**Goal**
Quote the entries below word for word, starting with the line containing "of the knitted" and continuing through the final line of the entries.

**Given information**
***
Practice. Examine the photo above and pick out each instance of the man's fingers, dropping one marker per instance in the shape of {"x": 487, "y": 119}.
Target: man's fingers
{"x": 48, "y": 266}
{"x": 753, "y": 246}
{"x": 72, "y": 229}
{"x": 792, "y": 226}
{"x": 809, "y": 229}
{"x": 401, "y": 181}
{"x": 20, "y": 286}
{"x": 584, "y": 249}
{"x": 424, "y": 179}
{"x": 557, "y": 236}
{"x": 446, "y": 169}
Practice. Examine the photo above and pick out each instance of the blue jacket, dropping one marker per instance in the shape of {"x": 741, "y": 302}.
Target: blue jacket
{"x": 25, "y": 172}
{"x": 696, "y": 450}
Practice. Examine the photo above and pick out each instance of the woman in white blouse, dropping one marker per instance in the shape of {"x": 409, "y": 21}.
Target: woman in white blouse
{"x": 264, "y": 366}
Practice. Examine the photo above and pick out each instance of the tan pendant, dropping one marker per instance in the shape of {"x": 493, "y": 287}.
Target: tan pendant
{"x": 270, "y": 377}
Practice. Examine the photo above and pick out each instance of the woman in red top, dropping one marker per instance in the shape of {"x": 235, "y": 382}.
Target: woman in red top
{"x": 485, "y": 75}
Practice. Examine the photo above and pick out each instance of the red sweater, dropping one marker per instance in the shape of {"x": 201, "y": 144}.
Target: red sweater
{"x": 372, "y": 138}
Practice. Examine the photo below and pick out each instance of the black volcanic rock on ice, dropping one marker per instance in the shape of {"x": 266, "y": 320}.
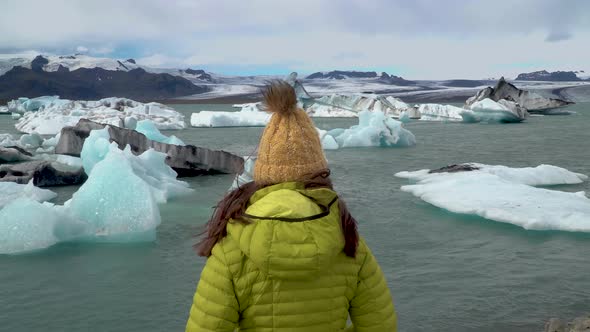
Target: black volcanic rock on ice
{"x": 186, "y": 160}
{"x": 43, "y": 173}
{"x": 93, "y": 83}
{"x": 543, "y": 75}
{"x": 531, "y": 101}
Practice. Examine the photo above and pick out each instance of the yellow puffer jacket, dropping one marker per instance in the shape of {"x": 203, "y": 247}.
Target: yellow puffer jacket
{"x": 286, "y": 271}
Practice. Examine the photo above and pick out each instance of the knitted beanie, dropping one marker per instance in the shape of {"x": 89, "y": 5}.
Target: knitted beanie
{"x": 290, "y": 148}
***
**Output for this task**
Practice. Examine the photo above and pick out each instance of the knitted beanie, dropping one marker per instance in the shape of {"x": 89, "y": 5}.
Target: knitted beanie
{"x": 290, "y": 148}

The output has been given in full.